# ЗАДАНИЕ:
Выведите без изменений фрагмент воспоминаний об истории одной книги: начните с места, где стоят слова «Habent suuin fatum», и остановитесь после слов «себе маленькое отступление.».

# ТЕКСТ ДЛЯ АНАЛИЗА:
Оценить:
 Рейтинг: 0

История одной книги

Год написания книги
1891
На страницу:
1 из 1
Настройки чтения
Размер шрифта
Высота строк
Поля
История одной книги
Алексей Дмитриевич Галахов

«И у книг есть своя судьба… Имела ее и моя «Русская Христоматия», вышедшая первым изданием в 1843 году. Но прежде чем приступить к рассказу о том, что выражает эпиграф, я дозволю себе маленькое отступление…»

Алексей Галахов

История одной книги

(Отрывок из воспоминаний)

Habent suuin fatum libella.

И у книг есть своя судьба… Имела ее и моя «Русская Христоматия», вышедшая первым изданием в 1843 году. Но прежде чем приступить к рассказу о том, что выражает эпиграф, я дозволю себе маленькое отступление.

# ИСХОДНЫЕ ДАННЫЕ:
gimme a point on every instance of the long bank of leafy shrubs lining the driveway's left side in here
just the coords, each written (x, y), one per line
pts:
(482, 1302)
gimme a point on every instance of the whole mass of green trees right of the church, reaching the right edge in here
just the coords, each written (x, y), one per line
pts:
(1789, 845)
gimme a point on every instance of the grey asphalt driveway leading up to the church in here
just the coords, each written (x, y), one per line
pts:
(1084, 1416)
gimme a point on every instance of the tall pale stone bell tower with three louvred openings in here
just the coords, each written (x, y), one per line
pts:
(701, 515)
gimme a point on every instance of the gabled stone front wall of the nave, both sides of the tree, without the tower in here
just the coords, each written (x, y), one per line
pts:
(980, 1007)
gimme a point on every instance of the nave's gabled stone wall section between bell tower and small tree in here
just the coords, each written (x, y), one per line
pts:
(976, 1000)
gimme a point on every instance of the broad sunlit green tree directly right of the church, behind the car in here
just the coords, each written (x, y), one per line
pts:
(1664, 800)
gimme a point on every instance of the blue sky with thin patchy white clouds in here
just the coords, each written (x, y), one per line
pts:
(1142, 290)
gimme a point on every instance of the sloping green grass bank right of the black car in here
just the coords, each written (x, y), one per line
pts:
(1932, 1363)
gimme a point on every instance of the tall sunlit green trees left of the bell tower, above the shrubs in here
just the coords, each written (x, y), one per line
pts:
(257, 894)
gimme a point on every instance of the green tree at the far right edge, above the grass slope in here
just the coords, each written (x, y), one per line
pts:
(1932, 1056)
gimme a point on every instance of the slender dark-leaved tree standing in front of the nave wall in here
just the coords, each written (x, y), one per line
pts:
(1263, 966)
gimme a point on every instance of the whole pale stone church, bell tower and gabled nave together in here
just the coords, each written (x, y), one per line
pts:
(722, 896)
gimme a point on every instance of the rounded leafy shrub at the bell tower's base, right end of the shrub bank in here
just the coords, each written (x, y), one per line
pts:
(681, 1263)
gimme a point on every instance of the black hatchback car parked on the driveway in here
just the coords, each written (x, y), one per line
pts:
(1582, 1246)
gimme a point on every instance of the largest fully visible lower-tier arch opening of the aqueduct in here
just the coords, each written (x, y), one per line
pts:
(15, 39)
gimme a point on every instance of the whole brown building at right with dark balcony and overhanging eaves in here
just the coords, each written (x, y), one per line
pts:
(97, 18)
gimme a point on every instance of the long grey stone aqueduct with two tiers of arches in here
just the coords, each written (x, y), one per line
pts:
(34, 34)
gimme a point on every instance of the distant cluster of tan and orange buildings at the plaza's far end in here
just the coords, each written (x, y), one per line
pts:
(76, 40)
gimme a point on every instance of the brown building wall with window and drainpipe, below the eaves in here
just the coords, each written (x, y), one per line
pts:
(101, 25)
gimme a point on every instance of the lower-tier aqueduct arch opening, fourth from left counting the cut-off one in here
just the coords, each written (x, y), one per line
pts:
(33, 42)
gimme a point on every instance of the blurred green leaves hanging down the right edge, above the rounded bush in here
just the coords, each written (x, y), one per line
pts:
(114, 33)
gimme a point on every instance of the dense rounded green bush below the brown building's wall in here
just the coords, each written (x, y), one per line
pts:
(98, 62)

# РЕЗУЛЬТАТ УПРАЖНЕНИЯ:
Habent suuin fatum libella.

И у книг есть своя судьба… Имела ее и моя «Русская Христоматия», вышедшая первым изданием в 1843 году. Но прежде чем приступить к рассказу о том, что выражает эпиграф, я дозволю себе маленькое отступление.